_Data to use_.
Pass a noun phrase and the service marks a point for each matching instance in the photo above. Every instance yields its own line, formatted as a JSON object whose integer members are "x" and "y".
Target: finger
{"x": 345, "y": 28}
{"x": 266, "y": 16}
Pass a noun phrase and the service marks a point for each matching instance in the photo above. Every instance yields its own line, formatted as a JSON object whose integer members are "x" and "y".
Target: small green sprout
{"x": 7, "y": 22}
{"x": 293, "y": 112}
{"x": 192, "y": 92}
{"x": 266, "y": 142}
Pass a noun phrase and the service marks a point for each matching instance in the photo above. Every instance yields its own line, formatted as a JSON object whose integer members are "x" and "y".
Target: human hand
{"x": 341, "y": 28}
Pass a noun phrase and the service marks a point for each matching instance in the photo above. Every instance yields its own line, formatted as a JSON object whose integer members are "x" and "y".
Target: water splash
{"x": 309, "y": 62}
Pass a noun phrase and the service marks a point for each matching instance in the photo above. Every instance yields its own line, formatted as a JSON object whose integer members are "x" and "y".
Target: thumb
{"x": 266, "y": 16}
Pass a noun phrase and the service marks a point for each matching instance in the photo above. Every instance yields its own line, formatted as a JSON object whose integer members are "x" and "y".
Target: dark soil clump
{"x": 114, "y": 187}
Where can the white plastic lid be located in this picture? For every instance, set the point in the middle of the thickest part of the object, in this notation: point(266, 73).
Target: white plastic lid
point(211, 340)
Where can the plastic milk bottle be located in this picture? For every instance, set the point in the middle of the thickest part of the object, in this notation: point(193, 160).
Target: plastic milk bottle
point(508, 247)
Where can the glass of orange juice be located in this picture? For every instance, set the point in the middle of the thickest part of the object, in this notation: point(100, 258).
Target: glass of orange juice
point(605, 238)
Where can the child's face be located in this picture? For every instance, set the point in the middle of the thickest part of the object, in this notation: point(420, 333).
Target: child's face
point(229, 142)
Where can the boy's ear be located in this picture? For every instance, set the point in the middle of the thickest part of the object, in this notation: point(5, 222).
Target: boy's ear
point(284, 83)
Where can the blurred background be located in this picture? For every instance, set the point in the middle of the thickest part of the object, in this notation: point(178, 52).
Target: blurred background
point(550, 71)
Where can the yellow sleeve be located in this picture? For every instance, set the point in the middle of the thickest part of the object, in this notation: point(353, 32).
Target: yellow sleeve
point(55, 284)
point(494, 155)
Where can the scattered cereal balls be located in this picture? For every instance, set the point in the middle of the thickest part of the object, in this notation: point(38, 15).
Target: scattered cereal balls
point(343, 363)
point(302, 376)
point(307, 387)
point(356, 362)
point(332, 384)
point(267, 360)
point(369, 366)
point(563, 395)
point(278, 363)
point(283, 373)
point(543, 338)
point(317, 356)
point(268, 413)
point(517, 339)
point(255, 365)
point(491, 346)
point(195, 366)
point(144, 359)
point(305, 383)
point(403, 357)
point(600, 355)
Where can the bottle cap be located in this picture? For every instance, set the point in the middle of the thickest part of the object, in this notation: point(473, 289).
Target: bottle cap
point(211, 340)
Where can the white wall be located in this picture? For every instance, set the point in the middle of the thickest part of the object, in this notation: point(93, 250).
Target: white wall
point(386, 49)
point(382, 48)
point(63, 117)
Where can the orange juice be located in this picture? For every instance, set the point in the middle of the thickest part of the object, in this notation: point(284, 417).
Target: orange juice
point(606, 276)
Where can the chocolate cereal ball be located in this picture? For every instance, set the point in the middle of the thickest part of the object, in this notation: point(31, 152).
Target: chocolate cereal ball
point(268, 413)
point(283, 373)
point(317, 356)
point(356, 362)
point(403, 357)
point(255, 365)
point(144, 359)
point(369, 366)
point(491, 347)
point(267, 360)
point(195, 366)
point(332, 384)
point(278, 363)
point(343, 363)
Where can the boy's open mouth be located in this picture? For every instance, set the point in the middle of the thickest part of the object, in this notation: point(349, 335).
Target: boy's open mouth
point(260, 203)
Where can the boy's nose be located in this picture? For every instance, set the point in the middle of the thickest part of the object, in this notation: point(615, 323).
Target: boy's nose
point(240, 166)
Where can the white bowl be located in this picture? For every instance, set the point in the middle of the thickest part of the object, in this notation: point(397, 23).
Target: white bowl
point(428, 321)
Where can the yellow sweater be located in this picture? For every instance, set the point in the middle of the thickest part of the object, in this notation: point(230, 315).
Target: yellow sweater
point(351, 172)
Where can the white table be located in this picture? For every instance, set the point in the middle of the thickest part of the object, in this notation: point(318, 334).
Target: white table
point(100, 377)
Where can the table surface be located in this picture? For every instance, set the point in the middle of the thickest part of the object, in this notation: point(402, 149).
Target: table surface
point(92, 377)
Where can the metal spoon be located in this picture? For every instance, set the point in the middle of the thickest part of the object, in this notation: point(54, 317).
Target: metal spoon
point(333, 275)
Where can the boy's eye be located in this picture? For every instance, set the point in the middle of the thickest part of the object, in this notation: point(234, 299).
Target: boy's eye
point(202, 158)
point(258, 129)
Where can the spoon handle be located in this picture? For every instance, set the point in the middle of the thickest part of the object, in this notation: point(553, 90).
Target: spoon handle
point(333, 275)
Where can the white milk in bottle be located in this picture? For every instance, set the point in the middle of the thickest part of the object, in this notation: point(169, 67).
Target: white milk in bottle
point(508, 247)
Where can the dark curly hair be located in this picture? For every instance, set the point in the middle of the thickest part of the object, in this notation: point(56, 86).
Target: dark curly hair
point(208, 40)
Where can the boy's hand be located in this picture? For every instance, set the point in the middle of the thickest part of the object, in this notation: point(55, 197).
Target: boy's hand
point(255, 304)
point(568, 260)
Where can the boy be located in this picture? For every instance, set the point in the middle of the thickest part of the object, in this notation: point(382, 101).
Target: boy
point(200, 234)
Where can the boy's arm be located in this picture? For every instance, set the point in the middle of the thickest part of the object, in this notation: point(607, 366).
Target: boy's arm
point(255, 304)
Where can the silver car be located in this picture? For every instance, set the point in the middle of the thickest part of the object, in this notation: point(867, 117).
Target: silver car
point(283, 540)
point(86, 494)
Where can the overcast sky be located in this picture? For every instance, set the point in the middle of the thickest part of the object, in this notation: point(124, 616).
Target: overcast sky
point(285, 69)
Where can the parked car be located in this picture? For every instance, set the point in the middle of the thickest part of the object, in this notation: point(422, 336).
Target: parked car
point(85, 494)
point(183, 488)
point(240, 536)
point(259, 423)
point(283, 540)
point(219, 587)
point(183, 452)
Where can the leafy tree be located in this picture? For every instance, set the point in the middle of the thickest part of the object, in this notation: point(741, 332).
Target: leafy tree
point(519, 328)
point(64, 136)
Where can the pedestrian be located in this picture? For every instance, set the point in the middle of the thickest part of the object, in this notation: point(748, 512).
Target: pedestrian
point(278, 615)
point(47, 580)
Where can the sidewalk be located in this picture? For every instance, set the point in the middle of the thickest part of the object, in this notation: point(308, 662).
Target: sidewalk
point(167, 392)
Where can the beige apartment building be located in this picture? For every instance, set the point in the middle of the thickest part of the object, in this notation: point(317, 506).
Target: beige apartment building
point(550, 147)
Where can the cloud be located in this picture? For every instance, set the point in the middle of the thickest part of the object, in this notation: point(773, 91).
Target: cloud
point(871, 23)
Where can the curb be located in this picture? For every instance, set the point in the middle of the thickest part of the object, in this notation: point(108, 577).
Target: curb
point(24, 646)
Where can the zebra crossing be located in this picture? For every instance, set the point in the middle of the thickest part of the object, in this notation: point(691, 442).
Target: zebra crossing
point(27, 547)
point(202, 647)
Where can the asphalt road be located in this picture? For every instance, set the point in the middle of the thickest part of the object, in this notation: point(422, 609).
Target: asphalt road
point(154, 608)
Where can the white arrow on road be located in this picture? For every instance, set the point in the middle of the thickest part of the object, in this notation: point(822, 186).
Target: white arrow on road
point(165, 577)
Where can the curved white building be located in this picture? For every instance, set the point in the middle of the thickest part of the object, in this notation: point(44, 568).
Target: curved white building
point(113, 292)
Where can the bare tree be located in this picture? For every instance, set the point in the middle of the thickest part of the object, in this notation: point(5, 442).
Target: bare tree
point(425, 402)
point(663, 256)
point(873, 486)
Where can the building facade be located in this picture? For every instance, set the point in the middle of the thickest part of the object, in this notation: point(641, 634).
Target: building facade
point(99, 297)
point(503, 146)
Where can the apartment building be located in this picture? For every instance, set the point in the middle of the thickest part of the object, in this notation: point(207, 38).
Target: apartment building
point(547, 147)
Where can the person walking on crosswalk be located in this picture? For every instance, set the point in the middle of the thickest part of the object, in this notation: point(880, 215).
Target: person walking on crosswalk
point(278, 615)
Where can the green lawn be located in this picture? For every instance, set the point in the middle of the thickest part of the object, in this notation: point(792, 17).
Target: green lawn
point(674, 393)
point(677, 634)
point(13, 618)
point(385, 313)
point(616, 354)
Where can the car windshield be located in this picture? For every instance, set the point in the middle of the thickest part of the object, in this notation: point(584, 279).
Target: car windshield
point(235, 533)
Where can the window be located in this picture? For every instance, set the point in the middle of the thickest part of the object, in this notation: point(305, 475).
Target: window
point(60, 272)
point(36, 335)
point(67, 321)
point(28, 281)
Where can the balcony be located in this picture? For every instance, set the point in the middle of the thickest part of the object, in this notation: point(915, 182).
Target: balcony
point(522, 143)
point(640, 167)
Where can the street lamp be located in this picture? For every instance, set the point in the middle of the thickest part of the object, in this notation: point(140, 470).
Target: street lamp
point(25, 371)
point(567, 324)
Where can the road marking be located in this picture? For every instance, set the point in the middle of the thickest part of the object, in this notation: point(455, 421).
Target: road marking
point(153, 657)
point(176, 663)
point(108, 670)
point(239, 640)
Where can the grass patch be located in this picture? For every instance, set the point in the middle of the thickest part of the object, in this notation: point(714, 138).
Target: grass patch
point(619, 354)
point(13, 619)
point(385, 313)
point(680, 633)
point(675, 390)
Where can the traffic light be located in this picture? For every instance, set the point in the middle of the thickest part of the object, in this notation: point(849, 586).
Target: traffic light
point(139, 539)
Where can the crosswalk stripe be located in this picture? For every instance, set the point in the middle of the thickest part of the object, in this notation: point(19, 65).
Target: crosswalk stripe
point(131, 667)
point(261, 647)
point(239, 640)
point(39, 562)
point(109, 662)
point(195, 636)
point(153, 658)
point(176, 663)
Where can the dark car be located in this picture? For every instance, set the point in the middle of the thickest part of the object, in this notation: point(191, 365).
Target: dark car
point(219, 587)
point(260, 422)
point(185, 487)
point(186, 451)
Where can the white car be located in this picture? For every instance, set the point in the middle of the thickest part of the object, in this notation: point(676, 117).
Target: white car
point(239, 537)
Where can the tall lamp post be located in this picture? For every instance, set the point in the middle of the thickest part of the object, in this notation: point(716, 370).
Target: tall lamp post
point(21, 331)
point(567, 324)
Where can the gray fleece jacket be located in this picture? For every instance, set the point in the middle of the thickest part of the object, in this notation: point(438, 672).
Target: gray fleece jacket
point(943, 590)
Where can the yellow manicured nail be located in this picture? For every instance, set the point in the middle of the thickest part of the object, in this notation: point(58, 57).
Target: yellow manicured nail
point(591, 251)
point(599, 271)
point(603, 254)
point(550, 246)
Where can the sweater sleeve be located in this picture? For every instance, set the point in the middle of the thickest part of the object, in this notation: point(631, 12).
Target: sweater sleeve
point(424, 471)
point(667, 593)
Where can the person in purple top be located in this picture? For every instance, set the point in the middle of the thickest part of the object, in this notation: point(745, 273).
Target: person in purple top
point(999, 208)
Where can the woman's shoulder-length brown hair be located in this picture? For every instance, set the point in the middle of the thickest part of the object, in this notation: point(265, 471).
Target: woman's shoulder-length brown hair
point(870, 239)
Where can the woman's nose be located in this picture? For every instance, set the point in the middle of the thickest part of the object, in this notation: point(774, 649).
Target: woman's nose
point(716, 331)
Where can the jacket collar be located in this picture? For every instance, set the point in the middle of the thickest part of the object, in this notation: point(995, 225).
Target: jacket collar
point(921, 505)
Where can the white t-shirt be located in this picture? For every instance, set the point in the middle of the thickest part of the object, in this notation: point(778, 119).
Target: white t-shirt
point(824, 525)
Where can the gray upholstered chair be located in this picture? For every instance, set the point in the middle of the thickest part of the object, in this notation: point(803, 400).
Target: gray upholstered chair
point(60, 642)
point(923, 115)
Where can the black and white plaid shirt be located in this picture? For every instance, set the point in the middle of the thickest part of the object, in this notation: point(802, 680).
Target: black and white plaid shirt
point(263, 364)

_Exercise directions_.
In the records above, find the line with "Where can the metal"; write out exactly that line and each one after it, stopping after the line with "Where can the white milk".

_Result of this exercise_.
Where can the metal spoon be located in this picture? For every instance, set the point in the middle of the thickest part of the object, in this notation: point(54, 317).
Target: metal spoon
point(333, 275)
Where can the boy's eye be located in this picture? For every instance, set the point in the middle of the thickest part of the object, in this notation: point(234, 299).
Target: boy's eye
point(202, 158)
point(258, 129)
Where can the spoon handle be located in this picture? For every instance, set the point in the middle of the thickest part of the object, in this notation: point(553, 90).
Target: spoon handle
point(333, 275)
Where can the white milk in bottle be located in this picture? For every instance, set the point in the middle of the thickest part of the object, in this notation: point(169, 67).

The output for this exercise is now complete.